Reproduce the data below word for word, leaving out the pictures.

Task inputs:
* * * * * * *

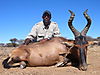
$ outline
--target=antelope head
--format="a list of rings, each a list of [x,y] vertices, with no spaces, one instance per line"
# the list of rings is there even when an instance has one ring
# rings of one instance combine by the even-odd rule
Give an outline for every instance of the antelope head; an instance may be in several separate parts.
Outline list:
[[[78,30],[76,30],[72,24],[72,21],[74,20],[75,14],[69,10],[69,12],[71,13],[70,19],[68,21],[68,26],[71,29],[71,31],[73,32],[74,36],[75,36],[75,47],[78,48],[78,54],[79,54],[79,69],[80,70],[87,70],[87,62],[86,62],[86,55],[87,55],[87,40],[86,40],[86,33],[90,28],[91,25],[91,18],[88,16],[87,11],[84,11],[83,15],[87,20],[87,25],[85,26],[85,28],[79,32]]]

* * * * * * *

Task output:
$ outline
--target=antelope head
--format="a list of rings, each a list of [x,y] vertices, with no spaces, one instance per line"
# the list of rings is there even when an instance has one ring
# rings of one instance combine by the even-odd rule
Give an outline for every instance of the antelope head; an instance may be in several separate parts.
Outline list:
[[[78,30],[76,30],[72,24],[72,21],[74,20],[75,14],[69,10],[69,12],[71,13],[70,19],[68,21],[68,26],[71,29],[71,31],[73,32],[74,36],[75,36],[75,47],[78,48],[78,54],[79,54],[79,69],[80,70],[87,70],[87,62],[86,62],[86,55],[87,55],[87,40],[86,40],[86,33],[90,28],[91,25],[91,18],[88,16],[87,11],[84,11],[83,15],[87,20],[87,25],[85,26],[85,28],[79,32]]]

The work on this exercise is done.